WHAT YOU ARE ASKED TO DO: Your result should be the lines holding the word "carpet", copied from the entries below.

DATA TO USE section start

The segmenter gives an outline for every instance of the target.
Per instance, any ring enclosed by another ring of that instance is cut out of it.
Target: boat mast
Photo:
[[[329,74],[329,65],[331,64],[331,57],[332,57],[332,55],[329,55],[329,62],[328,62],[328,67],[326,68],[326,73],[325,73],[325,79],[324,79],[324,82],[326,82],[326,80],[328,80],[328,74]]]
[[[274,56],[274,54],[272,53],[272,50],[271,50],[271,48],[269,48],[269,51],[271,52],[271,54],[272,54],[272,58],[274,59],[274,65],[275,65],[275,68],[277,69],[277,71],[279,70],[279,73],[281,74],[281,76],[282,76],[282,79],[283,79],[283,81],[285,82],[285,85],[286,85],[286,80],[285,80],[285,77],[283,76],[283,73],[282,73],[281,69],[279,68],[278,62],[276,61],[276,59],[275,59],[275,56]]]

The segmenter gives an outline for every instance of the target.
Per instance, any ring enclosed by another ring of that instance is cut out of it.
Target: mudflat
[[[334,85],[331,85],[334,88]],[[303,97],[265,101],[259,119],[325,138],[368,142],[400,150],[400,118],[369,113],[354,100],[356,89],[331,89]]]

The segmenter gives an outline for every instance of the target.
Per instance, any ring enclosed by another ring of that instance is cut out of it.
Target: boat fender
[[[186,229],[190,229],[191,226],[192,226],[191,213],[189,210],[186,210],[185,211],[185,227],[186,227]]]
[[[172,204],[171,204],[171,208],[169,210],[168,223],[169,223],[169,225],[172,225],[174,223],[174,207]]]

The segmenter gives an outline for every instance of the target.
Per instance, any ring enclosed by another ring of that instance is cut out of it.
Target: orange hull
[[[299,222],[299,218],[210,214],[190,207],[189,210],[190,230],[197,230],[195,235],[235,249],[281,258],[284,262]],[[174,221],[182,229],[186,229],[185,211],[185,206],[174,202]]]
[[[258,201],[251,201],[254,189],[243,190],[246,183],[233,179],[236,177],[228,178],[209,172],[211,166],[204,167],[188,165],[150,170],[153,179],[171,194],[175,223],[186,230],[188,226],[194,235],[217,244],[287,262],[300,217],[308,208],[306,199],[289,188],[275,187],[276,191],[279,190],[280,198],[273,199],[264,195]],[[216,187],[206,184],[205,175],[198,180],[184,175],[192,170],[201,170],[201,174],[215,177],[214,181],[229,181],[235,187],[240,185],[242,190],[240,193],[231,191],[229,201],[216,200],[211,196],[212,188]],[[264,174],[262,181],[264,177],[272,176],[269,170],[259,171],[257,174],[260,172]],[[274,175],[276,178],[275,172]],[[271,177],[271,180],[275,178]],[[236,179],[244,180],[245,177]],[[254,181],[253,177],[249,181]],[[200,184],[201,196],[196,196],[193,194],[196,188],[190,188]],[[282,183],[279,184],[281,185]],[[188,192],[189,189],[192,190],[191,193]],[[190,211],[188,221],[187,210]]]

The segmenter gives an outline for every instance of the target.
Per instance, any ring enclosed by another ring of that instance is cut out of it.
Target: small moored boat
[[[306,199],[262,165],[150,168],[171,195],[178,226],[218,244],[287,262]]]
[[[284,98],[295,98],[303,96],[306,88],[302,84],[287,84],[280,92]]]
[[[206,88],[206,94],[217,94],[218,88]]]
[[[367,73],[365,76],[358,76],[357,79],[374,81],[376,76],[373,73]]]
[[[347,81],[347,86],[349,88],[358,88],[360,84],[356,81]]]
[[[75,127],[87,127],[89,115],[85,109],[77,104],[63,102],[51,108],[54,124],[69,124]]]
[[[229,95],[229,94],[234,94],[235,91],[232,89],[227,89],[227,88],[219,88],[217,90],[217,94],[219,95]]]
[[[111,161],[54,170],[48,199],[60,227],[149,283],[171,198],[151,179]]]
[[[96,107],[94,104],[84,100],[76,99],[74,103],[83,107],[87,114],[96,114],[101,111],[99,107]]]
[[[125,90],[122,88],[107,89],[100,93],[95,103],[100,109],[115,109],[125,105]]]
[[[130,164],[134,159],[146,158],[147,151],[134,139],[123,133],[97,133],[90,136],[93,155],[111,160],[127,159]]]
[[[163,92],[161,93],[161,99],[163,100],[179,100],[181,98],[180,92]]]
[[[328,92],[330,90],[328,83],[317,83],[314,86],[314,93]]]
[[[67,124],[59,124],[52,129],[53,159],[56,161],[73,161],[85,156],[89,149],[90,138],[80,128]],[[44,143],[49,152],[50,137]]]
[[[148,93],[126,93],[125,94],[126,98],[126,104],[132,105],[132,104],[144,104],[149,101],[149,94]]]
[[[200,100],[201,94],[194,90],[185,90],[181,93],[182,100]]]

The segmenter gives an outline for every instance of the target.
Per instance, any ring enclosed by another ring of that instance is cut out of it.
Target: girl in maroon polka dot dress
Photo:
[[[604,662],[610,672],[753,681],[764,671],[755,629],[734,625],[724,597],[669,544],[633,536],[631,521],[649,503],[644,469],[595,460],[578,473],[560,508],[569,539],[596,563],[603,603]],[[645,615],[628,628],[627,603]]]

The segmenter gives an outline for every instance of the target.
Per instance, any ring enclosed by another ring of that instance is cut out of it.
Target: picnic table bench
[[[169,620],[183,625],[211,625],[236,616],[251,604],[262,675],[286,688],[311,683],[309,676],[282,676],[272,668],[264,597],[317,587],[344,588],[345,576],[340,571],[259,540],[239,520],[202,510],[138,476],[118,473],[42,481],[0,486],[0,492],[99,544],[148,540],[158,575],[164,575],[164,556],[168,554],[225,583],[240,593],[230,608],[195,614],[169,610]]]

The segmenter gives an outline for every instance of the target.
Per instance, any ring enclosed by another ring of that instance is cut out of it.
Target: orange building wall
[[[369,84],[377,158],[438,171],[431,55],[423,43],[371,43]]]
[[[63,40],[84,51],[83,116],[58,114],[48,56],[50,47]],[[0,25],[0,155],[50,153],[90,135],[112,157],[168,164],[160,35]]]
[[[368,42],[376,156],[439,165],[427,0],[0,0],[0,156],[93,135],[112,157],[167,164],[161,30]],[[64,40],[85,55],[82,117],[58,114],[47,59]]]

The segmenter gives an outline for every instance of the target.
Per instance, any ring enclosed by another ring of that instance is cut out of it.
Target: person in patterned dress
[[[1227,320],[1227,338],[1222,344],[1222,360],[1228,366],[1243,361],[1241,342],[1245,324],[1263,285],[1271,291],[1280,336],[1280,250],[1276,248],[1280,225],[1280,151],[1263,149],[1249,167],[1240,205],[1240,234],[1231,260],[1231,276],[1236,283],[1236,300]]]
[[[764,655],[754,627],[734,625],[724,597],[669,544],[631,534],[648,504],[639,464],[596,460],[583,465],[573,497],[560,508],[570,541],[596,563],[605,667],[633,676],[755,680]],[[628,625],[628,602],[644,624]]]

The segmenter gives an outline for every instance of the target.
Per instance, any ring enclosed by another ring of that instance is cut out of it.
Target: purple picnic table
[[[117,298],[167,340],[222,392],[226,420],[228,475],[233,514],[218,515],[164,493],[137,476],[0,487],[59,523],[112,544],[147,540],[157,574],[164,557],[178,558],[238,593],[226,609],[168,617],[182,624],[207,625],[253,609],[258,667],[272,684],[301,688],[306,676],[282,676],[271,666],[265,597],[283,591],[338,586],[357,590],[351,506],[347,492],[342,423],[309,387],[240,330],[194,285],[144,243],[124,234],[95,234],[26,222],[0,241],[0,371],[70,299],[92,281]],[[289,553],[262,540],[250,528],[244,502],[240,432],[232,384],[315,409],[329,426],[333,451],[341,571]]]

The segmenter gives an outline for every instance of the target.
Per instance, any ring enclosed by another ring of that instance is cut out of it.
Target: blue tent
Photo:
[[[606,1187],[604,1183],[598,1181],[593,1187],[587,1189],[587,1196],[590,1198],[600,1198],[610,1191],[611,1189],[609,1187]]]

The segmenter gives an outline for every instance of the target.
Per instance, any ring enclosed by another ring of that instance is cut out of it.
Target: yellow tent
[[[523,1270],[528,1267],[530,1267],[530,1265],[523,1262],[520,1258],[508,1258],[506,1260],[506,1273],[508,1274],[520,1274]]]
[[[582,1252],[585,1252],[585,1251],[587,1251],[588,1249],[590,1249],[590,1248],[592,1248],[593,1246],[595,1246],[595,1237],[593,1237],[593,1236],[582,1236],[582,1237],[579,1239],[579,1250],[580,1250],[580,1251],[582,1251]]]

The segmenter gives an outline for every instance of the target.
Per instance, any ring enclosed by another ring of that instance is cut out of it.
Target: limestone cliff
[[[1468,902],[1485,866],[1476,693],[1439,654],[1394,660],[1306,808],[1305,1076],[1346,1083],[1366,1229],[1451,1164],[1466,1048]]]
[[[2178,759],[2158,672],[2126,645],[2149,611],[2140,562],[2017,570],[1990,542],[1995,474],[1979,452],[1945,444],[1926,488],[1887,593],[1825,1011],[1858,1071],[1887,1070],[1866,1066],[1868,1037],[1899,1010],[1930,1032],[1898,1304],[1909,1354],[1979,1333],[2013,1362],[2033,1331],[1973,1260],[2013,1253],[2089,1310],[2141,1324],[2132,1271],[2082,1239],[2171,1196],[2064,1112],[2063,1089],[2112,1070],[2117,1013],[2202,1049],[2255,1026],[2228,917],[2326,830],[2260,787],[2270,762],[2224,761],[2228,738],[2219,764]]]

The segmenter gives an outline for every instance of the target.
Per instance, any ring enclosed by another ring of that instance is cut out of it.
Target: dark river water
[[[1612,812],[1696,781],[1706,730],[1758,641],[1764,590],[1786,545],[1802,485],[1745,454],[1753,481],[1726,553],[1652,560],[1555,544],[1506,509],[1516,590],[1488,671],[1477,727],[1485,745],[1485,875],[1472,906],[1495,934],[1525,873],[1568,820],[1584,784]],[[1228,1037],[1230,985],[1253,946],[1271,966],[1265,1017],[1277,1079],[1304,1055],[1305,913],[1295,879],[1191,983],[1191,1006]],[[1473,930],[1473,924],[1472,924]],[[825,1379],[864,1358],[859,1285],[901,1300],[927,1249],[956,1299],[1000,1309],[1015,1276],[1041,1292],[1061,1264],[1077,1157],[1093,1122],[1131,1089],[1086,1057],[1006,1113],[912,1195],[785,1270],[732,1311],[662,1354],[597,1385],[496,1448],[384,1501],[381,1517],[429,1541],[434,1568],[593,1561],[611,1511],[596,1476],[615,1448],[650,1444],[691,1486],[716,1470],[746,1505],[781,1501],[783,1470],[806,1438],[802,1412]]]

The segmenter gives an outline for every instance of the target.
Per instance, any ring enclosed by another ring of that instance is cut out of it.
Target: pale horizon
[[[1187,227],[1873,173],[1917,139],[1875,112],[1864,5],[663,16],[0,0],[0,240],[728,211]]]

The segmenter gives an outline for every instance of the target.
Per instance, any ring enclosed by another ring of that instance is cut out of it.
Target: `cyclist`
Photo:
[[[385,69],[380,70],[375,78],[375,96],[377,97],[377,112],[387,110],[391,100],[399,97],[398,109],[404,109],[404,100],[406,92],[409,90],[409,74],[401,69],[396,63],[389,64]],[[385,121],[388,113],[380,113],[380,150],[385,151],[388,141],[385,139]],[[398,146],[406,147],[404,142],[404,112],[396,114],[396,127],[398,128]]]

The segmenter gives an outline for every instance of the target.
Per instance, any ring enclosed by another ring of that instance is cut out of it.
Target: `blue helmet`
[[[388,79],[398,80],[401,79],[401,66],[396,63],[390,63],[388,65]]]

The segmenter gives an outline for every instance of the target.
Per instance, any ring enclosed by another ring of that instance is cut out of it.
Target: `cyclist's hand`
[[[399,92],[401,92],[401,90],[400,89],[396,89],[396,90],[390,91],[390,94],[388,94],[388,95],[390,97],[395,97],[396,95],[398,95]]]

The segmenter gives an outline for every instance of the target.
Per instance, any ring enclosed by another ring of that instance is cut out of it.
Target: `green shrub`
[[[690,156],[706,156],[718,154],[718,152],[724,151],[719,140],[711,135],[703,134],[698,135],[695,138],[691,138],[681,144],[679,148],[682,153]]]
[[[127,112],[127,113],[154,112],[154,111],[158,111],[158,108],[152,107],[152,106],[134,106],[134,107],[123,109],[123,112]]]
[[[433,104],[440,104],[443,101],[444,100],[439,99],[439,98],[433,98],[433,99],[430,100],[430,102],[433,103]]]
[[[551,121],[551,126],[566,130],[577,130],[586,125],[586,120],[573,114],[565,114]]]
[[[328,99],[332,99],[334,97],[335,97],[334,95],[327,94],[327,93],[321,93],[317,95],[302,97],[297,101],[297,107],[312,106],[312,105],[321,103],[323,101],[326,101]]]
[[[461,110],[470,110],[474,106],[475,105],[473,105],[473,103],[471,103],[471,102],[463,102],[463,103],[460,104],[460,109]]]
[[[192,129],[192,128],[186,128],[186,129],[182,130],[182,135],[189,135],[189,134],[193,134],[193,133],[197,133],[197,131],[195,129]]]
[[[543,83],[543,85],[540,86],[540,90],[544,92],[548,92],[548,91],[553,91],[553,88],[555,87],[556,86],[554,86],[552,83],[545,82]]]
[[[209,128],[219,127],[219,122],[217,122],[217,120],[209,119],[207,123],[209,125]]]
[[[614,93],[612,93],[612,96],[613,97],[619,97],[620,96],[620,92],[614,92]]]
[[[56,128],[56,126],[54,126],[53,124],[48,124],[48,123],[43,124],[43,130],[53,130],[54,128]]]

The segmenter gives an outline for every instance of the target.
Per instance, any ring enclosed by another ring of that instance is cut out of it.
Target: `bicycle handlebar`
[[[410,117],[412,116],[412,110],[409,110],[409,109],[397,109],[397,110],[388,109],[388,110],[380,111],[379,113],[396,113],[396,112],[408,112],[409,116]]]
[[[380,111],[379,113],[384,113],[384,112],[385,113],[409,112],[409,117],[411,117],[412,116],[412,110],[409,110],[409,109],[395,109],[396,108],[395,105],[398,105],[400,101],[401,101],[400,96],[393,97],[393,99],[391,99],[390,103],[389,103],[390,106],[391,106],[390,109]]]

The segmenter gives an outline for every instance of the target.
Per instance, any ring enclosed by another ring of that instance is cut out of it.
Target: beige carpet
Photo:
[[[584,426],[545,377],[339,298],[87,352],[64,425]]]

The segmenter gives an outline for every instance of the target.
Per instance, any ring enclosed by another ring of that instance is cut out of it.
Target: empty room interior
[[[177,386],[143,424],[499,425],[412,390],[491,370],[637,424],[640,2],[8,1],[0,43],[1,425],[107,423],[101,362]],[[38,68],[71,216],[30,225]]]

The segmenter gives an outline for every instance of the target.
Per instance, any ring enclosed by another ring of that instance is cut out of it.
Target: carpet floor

DATA TO USE section end

ANSWER TO THIS EXERCISE:
Target: beige carpet
Target: carpet floor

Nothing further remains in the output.